**Aim of the task**
Look through the records below for the line with "Query: aircraft wheel" and the line with "Each pair is formatted like [41, 38].", then return those lines and all lines between, exactly.

[Entries taken from a collection]
Content starts

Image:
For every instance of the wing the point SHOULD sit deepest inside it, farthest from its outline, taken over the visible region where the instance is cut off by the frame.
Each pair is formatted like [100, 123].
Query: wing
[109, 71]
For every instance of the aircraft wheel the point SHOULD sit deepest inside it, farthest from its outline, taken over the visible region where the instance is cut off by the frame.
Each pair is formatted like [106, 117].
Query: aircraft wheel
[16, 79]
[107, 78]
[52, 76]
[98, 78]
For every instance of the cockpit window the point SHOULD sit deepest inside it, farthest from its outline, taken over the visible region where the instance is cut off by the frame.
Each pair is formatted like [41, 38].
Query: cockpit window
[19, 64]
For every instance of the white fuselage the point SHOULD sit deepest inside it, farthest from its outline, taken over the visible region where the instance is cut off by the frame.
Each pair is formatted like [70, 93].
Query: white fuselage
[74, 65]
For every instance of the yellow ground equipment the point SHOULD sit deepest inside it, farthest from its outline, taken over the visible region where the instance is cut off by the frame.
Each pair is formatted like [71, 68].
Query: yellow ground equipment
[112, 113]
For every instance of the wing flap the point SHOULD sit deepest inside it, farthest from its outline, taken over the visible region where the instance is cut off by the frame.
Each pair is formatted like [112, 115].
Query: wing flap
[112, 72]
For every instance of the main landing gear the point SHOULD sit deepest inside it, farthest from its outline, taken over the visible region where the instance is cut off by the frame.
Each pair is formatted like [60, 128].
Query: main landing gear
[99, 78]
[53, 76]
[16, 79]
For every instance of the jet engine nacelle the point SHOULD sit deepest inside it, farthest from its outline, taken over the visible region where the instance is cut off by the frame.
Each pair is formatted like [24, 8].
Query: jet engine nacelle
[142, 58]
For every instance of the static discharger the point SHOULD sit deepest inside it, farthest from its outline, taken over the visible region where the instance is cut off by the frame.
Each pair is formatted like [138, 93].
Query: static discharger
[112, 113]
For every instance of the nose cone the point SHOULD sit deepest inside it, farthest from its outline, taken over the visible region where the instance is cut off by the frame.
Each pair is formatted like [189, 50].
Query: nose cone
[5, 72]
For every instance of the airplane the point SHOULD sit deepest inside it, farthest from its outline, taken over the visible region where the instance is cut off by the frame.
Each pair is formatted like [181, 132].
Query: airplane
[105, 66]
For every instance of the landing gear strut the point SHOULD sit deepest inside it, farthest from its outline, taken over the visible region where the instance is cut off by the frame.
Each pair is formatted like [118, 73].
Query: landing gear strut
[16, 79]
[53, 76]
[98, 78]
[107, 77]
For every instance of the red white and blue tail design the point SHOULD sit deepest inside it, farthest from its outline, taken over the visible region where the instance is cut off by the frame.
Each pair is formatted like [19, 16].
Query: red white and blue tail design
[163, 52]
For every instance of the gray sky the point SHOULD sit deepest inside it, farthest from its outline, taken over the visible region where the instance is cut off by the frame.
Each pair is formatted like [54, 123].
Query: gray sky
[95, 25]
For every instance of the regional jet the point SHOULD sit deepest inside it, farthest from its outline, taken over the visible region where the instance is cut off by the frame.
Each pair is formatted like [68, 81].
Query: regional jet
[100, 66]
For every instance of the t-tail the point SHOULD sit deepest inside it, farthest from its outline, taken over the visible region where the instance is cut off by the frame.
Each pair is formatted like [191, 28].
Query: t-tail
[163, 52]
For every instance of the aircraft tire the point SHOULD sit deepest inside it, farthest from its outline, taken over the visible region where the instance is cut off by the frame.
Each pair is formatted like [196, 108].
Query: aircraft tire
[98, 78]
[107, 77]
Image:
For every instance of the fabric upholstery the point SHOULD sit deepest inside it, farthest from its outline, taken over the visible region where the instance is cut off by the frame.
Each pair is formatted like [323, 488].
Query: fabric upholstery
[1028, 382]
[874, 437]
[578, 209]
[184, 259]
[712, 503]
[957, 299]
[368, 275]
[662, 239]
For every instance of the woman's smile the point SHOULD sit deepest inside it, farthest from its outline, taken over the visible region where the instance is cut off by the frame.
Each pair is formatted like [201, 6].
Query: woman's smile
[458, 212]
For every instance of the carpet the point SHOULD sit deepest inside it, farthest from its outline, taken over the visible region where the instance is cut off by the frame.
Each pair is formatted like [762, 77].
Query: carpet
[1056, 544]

Content ends
Content starts

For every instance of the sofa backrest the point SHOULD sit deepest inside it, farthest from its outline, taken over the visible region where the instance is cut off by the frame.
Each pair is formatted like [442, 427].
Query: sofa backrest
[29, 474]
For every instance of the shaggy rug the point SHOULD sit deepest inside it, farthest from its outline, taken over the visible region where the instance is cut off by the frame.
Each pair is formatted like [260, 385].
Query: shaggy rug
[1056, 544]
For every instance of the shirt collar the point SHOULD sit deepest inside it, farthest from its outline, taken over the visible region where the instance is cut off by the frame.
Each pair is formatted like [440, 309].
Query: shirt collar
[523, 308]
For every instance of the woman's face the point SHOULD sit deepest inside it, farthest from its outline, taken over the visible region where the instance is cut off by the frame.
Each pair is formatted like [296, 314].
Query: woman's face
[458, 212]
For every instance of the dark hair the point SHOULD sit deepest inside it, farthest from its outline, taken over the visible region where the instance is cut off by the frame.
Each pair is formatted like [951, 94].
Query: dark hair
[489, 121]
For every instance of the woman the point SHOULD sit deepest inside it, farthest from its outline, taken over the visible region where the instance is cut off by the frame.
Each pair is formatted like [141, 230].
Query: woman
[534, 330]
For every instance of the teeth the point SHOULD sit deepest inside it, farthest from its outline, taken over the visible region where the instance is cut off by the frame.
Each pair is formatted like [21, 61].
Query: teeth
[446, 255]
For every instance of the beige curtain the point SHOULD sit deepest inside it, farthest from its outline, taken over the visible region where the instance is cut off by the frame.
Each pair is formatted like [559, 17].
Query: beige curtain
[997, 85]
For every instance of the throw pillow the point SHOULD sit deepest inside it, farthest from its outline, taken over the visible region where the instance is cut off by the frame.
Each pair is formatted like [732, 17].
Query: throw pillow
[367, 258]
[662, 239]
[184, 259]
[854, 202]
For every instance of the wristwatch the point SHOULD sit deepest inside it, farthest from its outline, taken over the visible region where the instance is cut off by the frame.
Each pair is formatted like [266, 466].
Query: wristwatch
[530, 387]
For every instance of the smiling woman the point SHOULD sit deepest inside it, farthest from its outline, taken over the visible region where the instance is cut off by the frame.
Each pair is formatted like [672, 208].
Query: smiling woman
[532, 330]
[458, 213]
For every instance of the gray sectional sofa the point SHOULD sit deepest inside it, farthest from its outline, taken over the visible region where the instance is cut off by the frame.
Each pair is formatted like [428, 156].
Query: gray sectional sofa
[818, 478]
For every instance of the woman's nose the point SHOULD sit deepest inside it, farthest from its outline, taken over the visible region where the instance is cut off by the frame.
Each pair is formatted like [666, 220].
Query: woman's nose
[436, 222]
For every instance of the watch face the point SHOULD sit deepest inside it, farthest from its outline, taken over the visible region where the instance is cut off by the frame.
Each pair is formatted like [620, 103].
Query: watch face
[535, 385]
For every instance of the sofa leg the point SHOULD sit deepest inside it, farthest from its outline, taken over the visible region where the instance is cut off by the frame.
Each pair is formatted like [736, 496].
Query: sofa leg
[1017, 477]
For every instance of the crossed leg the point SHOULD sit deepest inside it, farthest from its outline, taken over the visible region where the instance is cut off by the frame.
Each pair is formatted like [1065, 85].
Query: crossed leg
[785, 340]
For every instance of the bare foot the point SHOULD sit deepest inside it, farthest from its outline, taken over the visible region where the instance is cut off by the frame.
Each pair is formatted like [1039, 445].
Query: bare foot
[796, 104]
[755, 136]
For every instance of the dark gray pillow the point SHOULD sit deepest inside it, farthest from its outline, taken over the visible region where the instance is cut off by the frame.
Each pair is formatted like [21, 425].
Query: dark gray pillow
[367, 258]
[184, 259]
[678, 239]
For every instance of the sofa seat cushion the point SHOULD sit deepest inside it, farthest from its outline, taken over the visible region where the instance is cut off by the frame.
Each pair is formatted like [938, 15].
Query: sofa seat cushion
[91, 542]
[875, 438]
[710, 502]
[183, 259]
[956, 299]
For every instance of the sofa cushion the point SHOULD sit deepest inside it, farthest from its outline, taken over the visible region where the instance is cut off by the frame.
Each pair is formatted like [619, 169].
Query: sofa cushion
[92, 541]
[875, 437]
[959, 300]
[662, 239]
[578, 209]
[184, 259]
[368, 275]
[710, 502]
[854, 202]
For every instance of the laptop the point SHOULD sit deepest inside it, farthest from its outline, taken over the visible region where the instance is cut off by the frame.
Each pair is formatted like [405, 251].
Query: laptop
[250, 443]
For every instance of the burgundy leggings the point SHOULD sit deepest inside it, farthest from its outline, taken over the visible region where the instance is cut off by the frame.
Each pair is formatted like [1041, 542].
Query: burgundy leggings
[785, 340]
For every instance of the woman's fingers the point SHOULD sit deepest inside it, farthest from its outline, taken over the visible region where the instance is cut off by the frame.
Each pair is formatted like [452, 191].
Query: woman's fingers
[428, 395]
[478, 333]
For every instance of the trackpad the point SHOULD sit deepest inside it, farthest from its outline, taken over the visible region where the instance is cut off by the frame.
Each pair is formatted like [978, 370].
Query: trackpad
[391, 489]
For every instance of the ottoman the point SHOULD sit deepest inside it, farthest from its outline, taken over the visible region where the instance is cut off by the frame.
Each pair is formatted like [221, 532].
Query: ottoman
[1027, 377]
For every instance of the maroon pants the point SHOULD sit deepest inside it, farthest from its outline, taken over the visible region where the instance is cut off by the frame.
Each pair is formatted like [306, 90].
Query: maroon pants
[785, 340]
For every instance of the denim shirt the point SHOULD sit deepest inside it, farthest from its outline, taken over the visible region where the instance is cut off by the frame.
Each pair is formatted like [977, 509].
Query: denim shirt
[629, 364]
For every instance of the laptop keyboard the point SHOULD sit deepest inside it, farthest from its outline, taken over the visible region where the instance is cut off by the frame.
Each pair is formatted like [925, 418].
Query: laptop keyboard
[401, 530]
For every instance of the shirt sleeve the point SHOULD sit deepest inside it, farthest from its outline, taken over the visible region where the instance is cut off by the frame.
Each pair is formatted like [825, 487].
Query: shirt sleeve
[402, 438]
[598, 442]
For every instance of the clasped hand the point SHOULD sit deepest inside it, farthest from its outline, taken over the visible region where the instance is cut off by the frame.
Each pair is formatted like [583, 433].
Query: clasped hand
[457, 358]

Content ends

**Result**
Query: aircraft wheel
[16, 79]
[107, 78]
[52, 76]
[98, 78]
For every instance of the cockpit window the point SHOULD sit deepest inside it, farthest from its outline, taken over the visible region where the instance is cut off by the frame.
Each pair is formatted like [41, 38].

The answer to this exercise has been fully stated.